● **PROBLEM TO WORK ON**:
How many lines of the records below contain the string "back", with case counting? Give only the number.

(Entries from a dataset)
┏━━

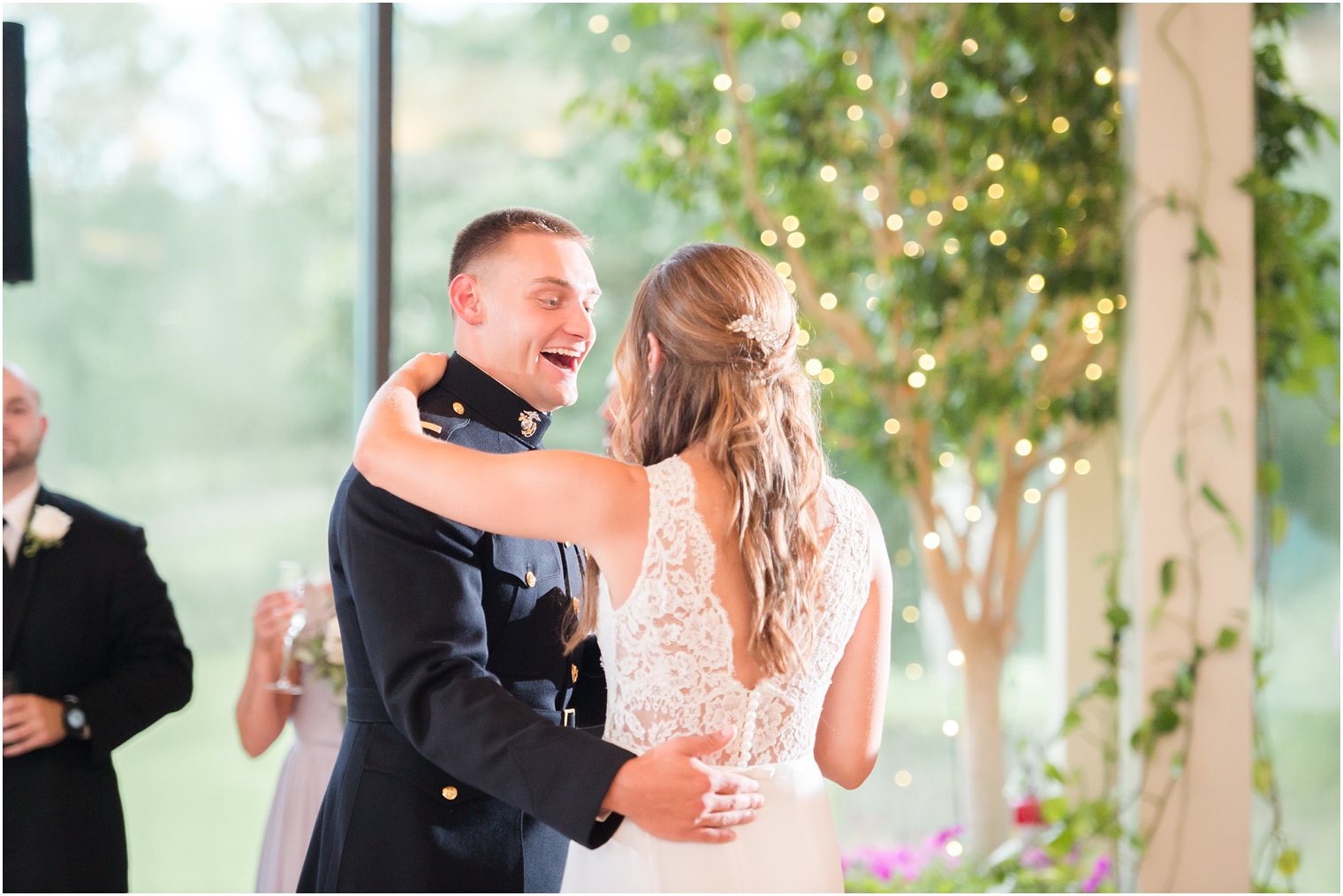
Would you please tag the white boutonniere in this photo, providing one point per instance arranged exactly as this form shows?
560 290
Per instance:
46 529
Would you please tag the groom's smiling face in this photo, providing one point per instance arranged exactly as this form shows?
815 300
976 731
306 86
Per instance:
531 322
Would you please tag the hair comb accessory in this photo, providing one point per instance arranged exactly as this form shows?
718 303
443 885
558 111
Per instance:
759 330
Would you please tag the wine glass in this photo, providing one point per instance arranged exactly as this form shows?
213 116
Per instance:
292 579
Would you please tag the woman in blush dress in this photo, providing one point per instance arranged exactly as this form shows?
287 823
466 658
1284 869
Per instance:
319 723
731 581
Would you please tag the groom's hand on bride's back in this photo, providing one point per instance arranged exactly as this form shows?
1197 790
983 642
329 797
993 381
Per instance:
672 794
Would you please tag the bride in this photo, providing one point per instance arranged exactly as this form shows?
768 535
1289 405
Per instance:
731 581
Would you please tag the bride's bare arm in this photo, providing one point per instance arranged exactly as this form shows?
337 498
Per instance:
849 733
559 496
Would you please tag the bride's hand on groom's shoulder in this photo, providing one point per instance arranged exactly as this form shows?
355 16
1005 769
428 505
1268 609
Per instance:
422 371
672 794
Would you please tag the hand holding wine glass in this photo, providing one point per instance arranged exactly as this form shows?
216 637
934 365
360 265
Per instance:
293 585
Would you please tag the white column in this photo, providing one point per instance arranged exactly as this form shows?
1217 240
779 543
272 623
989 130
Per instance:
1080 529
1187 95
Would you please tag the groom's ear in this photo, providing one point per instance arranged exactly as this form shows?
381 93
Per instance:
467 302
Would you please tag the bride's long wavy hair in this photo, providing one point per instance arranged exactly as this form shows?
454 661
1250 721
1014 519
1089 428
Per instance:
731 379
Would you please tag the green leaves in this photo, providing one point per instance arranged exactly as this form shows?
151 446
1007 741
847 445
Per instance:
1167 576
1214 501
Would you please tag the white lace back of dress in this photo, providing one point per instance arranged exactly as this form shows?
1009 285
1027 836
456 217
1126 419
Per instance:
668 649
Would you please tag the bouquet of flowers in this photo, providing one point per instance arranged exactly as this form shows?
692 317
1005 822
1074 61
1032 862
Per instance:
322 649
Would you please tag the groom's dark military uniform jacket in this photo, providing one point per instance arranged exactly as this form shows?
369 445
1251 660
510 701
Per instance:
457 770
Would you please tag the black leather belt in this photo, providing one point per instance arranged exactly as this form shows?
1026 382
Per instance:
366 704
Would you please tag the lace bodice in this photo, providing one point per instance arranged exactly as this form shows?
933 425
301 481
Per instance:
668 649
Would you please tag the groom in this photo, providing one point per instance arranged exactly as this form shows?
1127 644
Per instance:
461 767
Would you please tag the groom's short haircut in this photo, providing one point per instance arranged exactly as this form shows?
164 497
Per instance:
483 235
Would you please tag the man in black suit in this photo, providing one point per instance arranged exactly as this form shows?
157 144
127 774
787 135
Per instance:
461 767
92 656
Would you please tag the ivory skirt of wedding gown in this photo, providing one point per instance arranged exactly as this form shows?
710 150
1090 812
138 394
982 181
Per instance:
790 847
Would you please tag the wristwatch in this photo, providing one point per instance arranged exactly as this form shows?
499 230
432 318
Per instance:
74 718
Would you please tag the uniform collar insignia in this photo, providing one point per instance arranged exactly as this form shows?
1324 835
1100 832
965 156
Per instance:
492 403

┗━━
┏━━

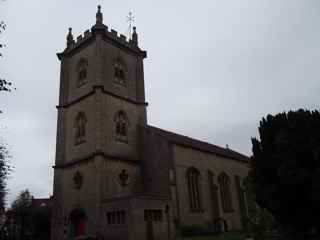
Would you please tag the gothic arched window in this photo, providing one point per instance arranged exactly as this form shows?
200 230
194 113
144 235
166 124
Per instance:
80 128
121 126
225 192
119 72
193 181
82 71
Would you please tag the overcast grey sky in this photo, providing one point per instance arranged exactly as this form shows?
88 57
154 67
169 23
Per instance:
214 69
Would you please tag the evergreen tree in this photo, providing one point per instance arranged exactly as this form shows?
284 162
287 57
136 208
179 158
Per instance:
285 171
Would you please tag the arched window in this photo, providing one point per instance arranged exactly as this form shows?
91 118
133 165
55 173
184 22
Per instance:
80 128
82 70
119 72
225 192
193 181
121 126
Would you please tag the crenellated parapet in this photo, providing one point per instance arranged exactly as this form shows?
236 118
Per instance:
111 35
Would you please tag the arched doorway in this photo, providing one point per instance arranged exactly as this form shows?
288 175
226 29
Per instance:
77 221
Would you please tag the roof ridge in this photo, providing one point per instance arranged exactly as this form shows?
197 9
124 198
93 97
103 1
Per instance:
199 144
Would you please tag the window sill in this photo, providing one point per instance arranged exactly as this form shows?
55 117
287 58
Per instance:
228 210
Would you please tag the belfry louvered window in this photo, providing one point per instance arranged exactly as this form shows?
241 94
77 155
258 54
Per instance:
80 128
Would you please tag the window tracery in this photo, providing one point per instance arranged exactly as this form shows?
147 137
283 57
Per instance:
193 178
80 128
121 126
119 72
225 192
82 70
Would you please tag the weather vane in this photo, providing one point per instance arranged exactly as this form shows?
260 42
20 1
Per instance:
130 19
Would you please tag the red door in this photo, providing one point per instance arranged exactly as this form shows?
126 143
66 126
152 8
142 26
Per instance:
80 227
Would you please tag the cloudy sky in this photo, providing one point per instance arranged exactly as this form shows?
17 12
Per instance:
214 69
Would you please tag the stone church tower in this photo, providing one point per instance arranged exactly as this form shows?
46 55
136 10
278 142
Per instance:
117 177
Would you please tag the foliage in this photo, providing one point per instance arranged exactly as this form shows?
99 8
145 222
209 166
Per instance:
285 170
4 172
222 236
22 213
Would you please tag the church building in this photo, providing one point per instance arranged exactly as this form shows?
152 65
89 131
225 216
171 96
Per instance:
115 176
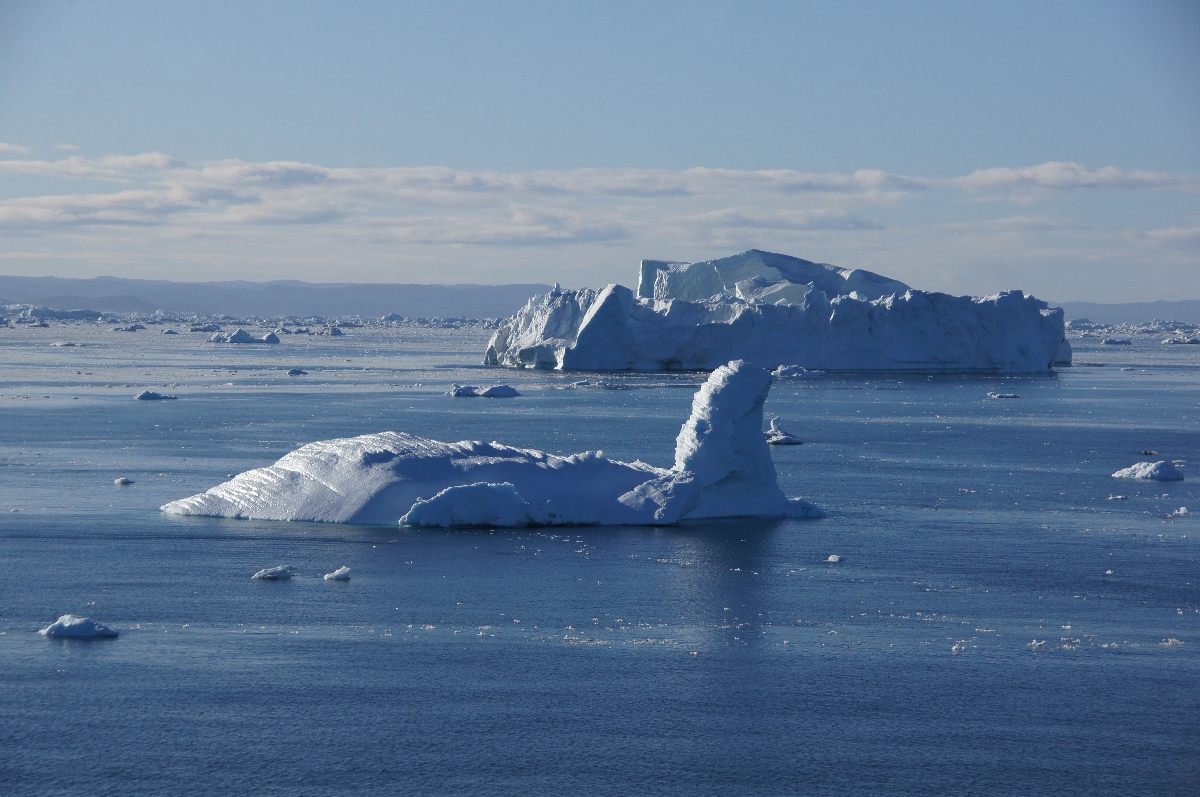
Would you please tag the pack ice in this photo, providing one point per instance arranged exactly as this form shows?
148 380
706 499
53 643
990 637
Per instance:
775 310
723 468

┗━━

● **ANSWER TO THE TASK**:
2